- **WHAT TO DO**
Please pull out every line of the records below that contains the string "person", and copy each such line in full.
--- START OF SUPPLIED MATERIAL ---
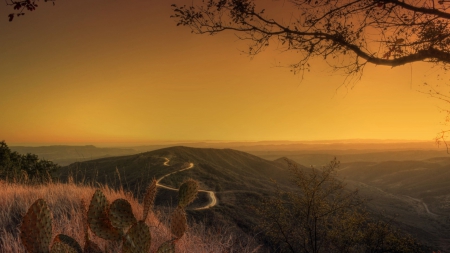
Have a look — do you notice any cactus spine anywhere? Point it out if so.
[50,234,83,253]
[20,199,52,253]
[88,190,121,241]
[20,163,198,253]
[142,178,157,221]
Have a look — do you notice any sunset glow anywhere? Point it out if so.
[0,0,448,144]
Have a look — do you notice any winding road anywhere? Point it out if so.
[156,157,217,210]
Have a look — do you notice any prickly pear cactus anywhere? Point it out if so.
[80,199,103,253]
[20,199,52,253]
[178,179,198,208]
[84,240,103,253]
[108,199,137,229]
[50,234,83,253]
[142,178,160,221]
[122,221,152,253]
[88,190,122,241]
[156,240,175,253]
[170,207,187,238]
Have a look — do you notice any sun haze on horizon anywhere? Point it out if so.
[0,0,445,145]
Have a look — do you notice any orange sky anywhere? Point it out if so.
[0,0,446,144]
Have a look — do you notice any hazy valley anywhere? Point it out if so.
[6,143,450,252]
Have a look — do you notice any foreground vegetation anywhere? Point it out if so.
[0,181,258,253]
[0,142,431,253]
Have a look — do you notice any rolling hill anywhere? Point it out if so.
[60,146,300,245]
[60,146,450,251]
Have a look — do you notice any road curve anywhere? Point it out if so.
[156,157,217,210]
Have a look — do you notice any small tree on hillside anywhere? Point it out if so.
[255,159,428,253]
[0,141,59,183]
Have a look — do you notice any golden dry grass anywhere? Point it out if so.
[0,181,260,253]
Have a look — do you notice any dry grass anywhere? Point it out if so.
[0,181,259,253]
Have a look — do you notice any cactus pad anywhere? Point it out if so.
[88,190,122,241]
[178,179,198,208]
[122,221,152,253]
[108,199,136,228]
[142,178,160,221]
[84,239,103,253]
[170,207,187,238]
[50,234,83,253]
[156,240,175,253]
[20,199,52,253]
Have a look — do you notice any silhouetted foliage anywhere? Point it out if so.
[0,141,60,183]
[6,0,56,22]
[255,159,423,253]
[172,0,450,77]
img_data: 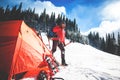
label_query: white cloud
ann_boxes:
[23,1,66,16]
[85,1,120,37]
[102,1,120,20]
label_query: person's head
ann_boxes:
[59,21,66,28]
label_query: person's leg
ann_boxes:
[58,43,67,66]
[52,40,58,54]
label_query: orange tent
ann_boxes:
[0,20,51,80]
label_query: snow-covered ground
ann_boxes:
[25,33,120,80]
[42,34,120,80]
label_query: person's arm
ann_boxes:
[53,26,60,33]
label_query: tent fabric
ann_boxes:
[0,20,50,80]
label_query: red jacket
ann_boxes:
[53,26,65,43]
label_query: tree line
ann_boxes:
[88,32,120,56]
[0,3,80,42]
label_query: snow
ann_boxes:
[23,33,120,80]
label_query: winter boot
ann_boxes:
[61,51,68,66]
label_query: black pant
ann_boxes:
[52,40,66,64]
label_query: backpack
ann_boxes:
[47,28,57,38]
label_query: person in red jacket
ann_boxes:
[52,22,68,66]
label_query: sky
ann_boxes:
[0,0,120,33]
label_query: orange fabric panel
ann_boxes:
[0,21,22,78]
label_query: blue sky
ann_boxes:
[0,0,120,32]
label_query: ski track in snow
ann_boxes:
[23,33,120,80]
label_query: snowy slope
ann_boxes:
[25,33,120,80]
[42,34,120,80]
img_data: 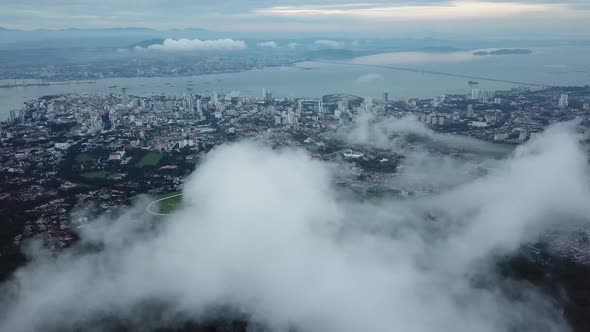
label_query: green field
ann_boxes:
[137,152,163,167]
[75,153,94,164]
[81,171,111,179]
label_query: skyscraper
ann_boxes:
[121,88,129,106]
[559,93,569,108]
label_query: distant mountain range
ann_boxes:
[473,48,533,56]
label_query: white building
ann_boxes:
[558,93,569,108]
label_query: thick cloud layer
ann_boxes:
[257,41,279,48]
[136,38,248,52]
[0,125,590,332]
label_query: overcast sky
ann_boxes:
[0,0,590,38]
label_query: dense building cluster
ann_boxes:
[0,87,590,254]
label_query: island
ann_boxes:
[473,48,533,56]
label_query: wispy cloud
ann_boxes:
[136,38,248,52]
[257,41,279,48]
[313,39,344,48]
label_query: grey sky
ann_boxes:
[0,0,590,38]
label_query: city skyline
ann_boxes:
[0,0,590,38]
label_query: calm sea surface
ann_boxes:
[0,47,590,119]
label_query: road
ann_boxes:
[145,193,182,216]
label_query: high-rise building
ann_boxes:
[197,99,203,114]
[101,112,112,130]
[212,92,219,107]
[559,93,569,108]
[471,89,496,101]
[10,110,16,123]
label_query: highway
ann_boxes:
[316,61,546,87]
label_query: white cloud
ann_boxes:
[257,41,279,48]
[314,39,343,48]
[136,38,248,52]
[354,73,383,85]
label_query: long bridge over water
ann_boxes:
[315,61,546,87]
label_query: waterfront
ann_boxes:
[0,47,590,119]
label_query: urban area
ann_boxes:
--- END OF SUPPLIED MATERIAL ---
- **TASK SOLUTION**
label_query: person's head
label_query: person's leg
label_query: person's arm
label_query: person in red jacket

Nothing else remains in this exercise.